KUTIPAN DOKUMEN:
################
Reporter: Grace Olivia | Editor: Herlina Kartika Dewi
KONTAN.CO.ID - JAKARTA. Pemerintah tengah menjajaki rencana penerbitan jenis surat utang baru yang disebut Recovery Bond guna menopang likuiditas keuangan dunia usaha dalam menghadapi dampak wabah Covid-19 di Indonesia saat ini, serta mencegah terjadinya gelombang pemutusan hubungan kerja (PHK)
Recovery Bond rencananya akan diterbitkan dalam denominasi rupiah untuk kemudian dibeli oleh Bank Indonesia (BI) atau investor swasta lain sehingga mengalirkan dana segar untuk pemerintah. Dana dari surat utang tersebut akan disalurkan oleh pemerintah untuk dunia usaha melalui skema kredit khusus.
################
PETUNJUK LATIHAN:
a) Dalam denominasi apa Recovery Bond rencananya akan diterbitkan menurut kutipan dokumen di atas?
b) Buatlah ringkasan kutipan dokumen di atas dalam dua kalimat.
c) Tuliskan kembali tanpa perubahan bagian kutipan dokumen di atas, mulai dari "Reporter: Grace Olivia" hingga dan termasuk "hubungan kerja (PHK)".
################
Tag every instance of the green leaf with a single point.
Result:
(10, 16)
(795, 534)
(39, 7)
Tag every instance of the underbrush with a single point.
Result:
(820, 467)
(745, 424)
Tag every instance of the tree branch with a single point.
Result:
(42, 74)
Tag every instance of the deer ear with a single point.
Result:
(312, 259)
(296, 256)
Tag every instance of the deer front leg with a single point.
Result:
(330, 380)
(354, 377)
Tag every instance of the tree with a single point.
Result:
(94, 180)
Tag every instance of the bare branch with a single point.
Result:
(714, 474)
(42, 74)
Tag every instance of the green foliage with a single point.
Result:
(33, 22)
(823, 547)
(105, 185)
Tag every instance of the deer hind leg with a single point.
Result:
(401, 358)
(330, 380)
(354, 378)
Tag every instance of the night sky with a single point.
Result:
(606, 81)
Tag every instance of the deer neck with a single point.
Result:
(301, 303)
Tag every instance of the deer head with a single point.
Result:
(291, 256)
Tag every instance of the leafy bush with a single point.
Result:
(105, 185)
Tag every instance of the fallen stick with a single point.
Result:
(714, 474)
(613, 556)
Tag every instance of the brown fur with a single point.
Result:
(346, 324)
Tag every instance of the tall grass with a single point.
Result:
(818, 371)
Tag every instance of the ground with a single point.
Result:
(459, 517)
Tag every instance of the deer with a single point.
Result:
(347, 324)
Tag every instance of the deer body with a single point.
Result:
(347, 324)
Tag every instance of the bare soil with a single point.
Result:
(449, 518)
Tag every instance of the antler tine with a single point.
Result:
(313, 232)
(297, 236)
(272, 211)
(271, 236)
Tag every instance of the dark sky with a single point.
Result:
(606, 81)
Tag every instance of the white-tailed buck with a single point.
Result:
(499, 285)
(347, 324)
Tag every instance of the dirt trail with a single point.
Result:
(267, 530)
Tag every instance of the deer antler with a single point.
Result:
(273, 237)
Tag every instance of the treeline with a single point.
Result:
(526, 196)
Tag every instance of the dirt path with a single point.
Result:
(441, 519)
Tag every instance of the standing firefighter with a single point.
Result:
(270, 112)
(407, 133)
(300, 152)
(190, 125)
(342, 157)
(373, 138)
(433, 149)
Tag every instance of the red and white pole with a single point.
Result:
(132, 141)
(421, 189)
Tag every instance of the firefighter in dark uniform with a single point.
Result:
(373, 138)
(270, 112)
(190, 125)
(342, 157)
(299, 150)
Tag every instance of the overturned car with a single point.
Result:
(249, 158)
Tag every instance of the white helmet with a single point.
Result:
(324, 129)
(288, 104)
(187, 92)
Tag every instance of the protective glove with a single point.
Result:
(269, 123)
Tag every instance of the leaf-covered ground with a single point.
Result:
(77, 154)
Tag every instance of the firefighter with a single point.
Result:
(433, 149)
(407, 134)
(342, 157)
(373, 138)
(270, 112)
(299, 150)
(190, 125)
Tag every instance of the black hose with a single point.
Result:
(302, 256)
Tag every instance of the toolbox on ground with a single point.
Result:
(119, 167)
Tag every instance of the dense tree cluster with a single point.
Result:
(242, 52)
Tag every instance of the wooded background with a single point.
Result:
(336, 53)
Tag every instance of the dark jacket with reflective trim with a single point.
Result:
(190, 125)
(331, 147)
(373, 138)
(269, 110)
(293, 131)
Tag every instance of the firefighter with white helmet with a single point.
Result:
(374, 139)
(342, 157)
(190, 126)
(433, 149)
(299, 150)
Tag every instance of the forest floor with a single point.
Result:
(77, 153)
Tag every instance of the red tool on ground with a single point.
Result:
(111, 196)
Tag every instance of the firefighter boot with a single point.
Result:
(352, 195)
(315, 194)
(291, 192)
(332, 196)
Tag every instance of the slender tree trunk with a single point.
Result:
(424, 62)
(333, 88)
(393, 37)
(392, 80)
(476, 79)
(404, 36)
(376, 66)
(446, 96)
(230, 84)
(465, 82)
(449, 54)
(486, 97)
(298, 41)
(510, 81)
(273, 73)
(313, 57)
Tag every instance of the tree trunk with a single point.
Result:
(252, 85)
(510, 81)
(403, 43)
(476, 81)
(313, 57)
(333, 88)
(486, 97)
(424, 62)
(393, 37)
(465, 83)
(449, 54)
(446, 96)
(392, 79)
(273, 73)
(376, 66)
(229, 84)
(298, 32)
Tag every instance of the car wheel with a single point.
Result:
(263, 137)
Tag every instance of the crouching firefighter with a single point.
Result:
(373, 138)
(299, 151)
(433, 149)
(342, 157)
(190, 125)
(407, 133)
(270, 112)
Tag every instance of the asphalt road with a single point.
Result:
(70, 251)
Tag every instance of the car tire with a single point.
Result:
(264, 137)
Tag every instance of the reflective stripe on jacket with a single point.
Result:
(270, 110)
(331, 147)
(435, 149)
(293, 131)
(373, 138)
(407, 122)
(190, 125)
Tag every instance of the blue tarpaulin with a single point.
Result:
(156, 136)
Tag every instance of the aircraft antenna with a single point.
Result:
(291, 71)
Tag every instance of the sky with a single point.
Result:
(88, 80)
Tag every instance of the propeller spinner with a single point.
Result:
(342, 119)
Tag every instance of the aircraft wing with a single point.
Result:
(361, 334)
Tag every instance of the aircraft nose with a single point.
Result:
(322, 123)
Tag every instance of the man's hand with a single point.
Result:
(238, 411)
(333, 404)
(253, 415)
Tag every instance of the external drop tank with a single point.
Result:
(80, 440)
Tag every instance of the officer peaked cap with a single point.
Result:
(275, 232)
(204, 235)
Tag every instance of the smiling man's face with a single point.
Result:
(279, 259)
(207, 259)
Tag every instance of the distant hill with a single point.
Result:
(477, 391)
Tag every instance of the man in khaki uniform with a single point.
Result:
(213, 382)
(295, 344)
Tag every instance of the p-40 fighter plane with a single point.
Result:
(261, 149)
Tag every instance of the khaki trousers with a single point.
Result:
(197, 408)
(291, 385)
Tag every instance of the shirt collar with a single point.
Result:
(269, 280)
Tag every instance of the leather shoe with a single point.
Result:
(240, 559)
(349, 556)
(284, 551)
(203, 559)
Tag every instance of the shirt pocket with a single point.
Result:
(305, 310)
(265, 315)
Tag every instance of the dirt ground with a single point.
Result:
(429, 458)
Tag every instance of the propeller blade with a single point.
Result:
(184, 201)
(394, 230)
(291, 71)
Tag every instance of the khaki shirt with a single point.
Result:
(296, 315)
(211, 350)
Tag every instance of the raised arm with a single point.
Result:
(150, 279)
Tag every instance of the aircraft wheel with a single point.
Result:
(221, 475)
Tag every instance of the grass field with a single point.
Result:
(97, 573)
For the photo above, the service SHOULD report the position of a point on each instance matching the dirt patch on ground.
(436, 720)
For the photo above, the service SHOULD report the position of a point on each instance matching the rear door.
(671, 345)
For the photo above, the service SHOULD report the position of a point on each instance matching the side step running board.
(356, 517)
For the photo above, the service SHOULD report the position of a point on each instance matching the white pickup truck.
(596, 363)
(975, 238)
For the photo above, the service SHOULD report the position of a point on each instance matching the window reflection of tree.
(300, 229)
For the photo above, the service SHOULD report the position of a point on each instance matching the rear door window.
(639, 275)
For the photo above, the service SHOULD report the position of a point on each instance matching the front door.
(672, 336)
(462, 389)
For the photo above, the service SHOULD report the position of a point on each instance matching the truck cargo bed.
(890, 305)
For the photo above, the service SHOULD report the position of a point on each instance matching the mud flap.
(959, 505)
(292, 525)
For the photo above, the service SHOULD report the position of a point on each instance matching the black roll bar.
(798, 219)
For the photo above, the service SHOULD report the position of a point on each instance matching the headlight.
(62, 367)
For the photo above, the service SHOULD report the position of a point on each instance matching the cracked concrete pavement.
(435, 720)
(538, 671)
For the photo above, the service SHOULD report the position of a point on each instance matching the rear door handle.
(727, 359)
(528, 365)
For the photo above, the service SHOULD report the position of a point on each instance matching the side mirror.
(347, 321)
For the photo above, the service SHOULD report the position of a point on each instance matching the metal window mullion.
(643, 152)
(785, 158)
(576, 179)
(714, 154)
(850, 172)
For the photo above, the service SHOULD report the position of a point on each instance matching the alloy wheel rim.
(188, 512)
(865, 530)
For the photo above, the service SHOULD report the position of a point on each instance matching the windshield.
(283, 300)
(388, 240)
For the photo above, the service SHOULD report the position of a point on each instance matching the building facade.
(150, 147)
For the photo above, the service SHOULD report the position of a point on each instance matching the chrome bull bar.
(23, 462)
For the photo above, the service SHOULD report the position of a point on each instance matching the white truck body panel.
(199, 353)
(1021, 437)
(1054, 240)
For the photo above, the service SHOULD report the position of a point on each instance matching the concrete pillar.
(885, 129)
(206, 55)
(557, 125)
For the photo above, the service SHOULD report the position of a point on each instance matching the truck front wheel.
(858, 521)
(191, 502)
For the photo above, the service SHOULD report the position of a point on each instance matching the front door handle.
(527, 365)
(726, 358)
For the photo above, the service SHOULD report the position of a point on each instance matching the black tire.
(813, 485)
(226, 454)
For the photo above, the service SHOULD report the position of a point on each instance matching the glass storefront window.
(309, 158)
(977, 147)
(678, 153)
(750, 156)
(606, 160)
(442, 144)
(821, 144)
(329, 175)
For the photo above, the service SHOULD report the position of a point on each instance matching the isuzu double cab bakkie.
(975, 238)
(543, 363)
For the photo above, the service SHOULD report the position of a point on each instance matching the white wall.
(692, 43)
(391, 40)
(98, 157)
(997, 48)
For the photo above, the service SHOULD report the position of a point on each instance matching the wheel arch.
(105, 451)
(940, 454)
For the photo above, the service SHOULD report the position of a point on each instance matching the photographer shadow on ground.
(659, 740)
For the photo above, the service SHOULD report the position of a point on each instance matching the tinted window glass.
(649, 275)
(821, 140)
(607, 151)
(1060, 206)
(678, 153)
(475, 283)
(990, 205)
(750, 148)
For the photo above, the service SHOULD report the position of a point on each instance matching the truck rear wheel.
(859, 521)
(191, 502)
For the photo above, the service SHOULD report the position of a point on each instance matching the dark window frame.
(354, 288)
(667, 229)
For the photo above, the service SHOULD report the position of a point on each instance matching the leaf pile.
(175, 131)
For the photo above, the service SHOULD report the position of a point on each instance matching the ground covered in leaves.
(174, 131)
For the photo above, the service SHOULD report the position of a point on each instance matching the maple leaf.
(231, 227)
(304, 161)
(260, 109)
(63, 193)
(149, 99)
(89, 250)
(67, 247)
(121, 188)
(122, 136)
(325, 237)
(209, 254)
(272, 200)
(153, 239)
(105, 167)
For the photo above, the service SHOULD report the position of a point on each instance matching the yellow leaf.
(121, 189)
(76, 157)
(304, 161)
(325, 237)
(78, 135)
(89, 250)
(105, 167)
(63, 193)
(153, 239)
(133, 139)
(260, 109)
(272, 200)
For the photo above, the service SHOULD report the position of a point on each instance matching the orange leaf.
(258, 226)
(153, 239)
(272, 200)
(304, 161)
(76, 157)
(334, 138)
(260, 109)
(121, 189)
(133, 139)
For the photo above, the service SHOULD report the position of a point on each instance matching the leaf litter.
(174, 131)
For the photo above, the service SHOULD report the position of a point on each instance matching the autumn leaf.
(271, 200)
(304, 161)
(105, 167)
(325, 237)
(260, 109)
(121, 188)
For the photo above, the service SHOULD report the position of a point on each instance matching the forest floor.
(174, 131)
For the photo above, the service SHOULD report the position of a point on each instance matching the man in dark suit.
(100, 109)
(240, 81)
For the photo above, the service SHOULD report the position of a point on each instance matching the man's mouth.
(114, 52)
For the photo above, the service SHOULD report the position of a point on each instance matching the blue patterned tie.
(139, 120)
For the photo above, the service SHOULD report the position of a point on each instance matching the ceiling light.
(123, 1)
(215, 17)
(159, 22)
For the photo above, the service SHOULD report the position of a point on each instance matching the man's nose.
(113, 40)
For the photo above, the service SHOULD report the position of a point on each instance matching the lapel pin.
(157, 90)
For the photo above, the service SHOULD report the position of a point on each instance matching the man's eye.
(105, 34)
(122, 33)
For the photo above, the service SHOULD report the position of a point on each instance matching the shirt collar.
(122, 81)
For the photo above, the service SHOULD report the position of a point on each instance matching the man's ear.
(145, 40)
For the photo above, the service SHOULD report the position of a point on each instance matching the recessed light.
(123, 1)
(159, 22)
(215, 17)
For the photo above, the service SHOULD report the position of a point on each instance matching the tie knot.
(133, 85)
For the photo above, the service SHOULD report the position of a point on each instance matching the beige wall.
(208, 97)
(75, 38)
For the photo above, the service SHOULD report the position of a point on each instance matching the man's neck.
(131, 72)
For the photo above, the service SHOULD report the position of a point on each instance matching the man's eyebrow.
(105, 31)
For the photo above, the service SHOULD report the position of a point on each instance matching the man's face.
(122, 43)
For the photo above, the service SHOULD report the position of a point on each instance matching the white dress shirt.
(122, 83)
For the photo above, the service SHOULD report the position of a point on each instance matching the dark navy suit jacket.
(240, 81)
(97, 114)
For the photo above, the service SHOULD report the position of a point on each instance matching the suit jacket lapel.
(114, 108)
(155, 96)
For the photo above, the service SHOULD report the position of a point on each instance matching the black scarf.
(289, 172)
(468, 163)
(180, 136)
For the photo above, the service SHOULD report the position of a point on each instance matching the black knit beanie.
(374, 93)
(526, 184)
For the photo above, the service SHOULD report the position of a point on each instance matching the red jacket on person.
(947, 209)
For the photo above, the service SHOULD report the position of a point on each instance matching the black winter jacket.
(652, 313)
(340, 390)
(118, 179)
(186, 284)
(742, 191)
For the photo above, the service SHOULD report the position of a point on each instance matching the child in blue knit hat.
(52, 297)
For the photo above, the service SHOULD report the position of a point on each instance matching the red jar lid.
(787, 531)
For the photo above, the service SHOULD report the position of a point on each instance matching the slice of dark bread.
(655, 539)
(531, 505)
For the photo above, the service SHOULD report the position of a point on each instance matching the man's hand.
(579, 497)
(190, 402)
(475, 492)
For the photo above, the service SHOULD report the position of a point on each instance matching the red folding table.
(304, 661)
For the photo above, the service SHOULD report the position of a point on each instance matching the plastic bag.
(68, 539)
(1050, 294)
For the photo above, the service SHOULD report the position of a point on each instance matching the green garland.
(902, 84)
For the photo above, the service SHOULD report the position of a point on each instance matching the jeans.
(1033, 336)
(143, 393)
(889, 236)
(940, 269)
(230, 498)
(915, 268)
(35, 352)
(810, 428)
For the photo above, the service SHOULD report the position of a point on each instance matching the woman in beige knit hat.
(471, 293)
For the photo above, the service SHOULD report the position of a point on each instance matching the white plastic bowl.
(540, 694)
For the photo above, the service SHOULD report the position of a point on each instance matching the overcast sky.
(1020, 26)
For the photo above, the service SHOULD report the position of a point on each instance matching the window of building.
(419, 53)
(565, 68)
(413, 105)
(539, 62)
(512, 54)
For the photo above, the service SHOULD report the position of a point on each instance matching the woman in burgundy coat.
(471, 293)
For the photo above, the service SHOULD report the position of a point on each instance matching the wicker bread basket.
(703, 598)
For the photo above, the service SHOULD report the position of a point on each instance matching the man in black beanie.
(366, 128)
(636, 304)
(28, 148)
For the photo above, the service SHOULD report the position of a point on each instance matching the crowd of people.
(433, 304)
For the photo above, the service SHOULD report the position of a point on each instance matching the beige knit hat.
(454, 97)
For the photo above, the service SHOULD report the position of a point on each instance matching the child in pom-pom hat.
################
JAWABAN TERTULIS ANDA:
a) Recovery Bond rencananya akan diterbitkan dalam denominasi rupiah.

b) Pemerintah tengah menjajaki penerbitan surat utang baru bernama Recovery Bond untuk menopang likuiditas keuangan dunia usaha dalam menghadapi dampak wabah Covid-19 serta mencegah gelombang PHK. Surat utang berdenominasi rupiah ini rencananya dibeli oleh Bank Indonesia atau investor swasta lain, lalu dananya disalurkan pemerintah kepada dunia usaha melalui skema kredit khusus.

c)
Reporter: Grace Olivia | Editor: Herlina Kartika Dewi
KONTAN.CO.ID - JAKARTA. Pemerintah tengah menjajaki rencana penerbitan jenis surat utang baru yang disebut Recovery Bond guna menopang likuiditas keuangan dunia usaha dalam menghadapi dampak wabah Covid-19 di Indonesia saat ini, serta mencegah terjadinya gelombang pemutusan hubungan kerja (PHK)